Coordinate labeling data

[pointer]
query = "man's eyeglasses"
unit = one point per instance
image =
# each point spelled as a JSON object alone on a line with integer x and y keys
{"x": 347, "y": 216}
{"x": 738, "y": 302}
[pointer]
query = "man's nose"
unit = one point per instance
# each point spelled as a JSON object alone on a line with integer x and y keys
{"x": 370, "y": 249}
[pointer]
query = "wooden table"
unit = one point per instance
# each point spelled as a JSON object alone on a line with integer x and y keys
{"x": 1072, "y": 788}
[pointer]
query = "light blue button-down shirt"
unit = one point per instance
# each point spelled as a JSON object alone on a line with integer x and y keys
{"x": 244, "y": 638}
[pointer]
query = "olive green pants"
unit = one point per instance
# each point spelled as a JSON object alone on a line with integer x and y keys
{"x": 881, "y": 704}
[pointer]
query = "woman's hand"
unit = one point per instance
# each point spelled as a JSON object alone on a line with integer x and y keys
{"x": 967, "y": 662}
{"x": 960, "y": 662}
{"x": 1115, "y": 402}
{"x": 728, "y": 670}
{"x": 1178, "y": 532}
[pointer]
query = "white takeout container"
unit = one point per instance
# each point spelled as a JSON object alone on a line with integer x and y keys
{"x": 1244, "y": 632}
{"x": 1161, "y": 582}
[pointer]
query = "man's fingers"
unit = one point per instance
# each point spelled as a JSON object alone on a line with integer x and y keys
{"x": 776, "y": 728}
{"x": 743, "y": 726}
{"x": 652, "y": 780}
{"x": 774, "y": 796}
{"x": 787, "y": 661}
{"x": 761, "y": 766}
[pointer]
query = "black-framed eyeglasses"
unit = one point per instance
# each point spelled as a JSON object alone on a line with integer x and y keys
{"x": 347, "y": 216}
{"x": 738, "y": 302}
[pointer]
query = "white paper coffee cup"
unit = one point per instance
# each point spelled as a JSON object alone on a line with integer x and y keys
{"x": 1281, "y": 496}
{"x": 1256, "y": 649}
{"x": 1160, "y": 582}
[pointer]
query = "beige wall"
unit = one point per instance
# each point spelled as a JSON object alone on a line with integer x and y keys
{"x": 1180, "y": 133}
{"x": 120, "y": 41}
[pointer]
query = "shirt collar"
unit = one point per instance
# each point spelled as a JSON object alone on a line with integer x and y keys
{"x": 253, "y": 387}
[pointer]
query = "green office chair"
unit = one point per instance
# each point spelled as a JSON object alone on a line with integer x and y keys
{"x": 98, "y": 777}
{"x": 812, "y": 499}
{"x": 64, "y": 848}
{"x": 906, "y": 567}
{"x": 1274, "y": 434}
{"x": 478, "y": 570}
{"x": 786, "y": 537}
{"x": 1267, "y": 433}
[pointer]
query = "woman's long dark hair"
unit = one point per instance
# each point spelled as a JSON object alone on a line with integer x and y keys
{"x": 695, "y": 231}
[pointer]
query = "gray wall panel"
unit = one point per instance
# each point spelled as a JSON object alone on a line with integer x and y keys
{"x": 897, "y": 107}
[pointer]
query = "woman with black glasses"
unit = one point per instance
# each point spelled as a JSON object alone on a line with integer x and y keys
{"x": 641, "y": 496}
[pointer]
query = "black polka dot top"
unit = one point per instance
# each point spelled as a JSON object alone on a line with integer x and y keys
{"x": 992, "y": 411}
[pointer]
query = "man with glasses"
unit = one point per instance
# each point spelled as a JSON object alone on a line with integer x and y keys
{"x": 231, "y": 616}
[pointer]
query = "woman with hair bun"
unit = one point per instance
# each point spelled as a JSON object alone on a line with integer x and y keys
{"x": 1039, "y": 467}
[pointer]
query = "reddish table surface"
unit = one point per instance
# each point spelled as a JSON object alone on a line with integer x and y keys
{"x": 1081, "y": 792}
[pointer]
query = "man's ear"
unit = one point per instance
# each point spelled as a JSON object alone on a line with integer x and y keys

▸ Stated task
Word for word, write out the data.

▸ Right answer
[pointer]
query = "man's eyeglasses"
unit = one point per instance
image =
# each point spelled as a JSON object alone on a line with integer x and y keys
{"x": 347, "y": 216}
{"x": 738, "y": 302}
[pointer]
query = "man's nose"
unit = one point per instance
# each point spelled as a JSON object alone on a line with integer x and y keys
{"x": 370, "y": 249}
[pointer]
query = "wooden table"
unit = one point per instance
# each point spelled as a JSON object alone on a line with integer x and y keys
{"x": 1072, "y": 788}
[pointer]
query = "light blue button-down shirt"
unit = one point per instance
# each point spelled as a JSON object alone on a line with integer x and y keys
{"x": 244, "y": 638}
[pointer]
query = "olive green pants"
unit = one point per instance
# each point spelled as a JSON object alone on a line with integer x and y keys
{"x": 881, "y": 704}
[pointer]
query = "woman's hand"
unit = one point per instance
# each point spelled as a JSON object alone on a line with integer x and y keys
{"x": 967, "y": 662}
{"x": 960, "y": 662}
{"x": 1115, "y": 402}
{"x": 728, "y": 670}
{"x": 1178, "y": 532}
[pointer]
query = "white takeout container"
unit = one point per instance
# each point spelled as a JSON object alone on a line with integer x and y keys
{"x": 1244, "y": 632}
{"x": 1161, "y": 582}
[pointer]
query = "man's fingers"
unit = one point per instance
# each point spelled as a JSON object alone on a line with integer x and y keys
{"x": 776, "y": 728}
{"x": 743, "y": 726}
{"x": 652, "y": 780}
{"x": 774, "y": 796}
{"x": 787, "y": 661}
{"x": 761, "y": 766}
[pointer]
query = "black-framed eyeglasses"
unit = one point per instance
# each point spelled as a JSON object alone on a line with integer x and y keys
{"x": 347, "y": 216}
{"x": 738, "y": 302}
[pointer]
query = "white paper coffee cup"
unit = one point per instance
# each point spelled as a JSON object alone on a line with integer x and y keys
{"x": 1281, "y": 496}
{"x": 1256, "y": 649}
{"x": 1160, "y": 582}
[pointer]
query = "beige wall"
unit = one point per instance
# each point spelled as a JSON object alone on a line with integer x and y keys
{"x": 1180, "y": 133}
{"x": 120, "y": 41}
[pointer]
query = "shirt collar"
unit = one point per instance
# each point spelled as a JSON object alone on a line with integer x and y keys
{"x": 253, "y": 387}
[pointer]
query = "green office chair"
unit = one point per instance
# each point spelled as a JSON object alone on a line with integer x and y keys
{"x": 98, "y": 777}
{"x": 812, "y": 499}
{"x": 64, "y": 848}
{"x": 906, "y": 567}
{"x": 1274, "y": 434}
{"x": 478, "y": 570}
{"x": 786, "y": 537}
{"x": 1267, "y": 433}
[pointer]
query = "woman's long dark hair"
unit = one point per instance
# each point spelled as a JSON object alone on a line with integer x and y keys
{"x": 695, "y": 231}
[pointer]
query = "gray wall panel"
unit = one point per instance
# each point spelled as a JSON object alone on a line with integer x and y keys
{"x": 897, "y": 107}
[pointer]
query = "woman with black glasses"
unit = one point per instance
# each point spelled as a JSON object alone on a line with integer x and y keys
{"x": 641, "y": 496}
[pointer]
query = "black polka dot top"
unit = one point per instance
# each point spelled as a JSON object alone on a line with integer x and y keys
{"x": 992, "y": 411}
[pointer]
query = "man with glasses"
unit = one point per instance
# each point spelled as a JSON object alone on a line with integer x and y keys
{"x": 231, "y": 616}
[pointer]
query = "woman with hair bun"
unit = one point per instance
# each point spelled as a JSON object alone on a line with integer x and y keys
{"x": 1039, "y": 467}
[pointer]
query = "reddish table surface"
unit = one point per instance
# each point spelled as a JSON object alone on a line with integer x and y keys
{"x": 1081, "y": 792}
[pointer]
query = "man's ear"
unit = one point per instance
# each point spelled as a JSON object alone on a line with integer x and y keys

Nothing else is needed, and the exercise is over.